* About this exercise: Set down each line from the line holding "Would you kindly indicate the tower" to the last line of the entries below, exactly, with both ends included and without pictures.

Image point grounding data
****

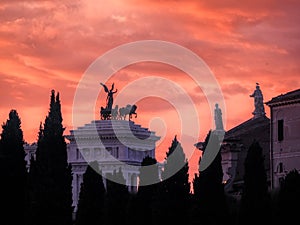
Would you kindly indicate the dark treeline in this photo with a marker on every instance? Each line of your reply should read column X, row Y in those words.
column 43, row 195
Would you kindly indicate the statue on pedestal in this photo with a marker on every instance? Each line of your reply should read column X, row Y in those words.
column 106, row 112
column 218, row 118
column 259, row 109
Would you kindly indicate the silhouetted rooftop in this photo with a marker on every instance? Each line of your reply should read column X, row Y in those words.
column 283, row 99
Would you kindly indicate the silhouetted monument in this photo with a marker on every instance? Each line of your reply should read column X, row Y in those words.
column 258, row 102
column 106, row 112
column 116, row 113
column 218, row 118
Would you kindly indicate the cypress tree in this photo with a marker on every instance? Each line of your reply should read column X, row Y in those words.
column 255, row 197
column 175, row 186
column 12, row 171
column 117, row 198
column 289, row 198
column 147, row 192
column 209, row 192
column 91, row 197
column 53, row 175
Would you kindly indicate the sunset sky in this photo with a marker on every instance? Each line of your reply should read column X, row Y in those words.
column 47, row 45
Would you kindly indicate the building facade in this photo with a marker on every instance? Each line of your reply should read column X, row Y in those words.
column 284, row 136
column 114, row 144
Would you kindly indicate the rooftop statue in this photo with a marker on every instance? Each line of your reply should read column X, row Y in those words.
column 110, row 93
column 259, row 109
column 218, row 118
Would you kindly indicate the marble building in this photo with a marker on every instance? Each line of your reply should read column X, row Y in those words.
column 115, row 144
column 285, row 135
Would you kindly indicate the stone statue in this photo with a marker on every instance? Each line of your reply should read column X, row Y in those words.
column 259, row 109
column 218, row 118
column 109, row 99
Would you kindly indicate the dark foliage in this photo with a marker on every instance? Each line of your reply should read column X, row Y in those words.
column 175, row 186
column 255, row 197
column 12, row 171
column 289, row 198
column 117, row 199
column 91, row 198
column 209, row 197
column 51, row 176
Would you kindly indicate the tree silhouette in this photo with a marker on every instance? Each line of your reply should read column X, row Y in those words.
column 117, row 198
column 175, row 187
column 255, row 197
column 91, row 198
column 289, row 198
column 53, row 176
column 142, row 205
column 209, row 195
column 12, row 171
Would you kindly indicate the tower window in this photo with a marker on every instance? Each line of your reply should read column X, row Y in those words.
column 280, row 130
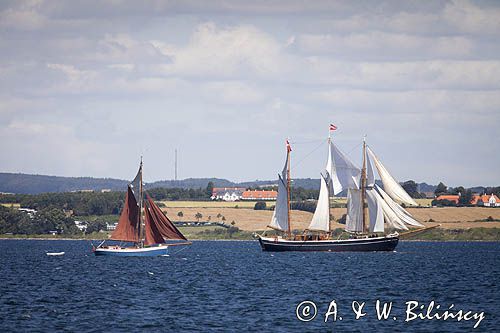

****

* Exercise solution:
Would you kindly indicate the tower window in this photo with a marker on every instance? Each line of your reply should read column X, row Y in those words.
column 280, row 130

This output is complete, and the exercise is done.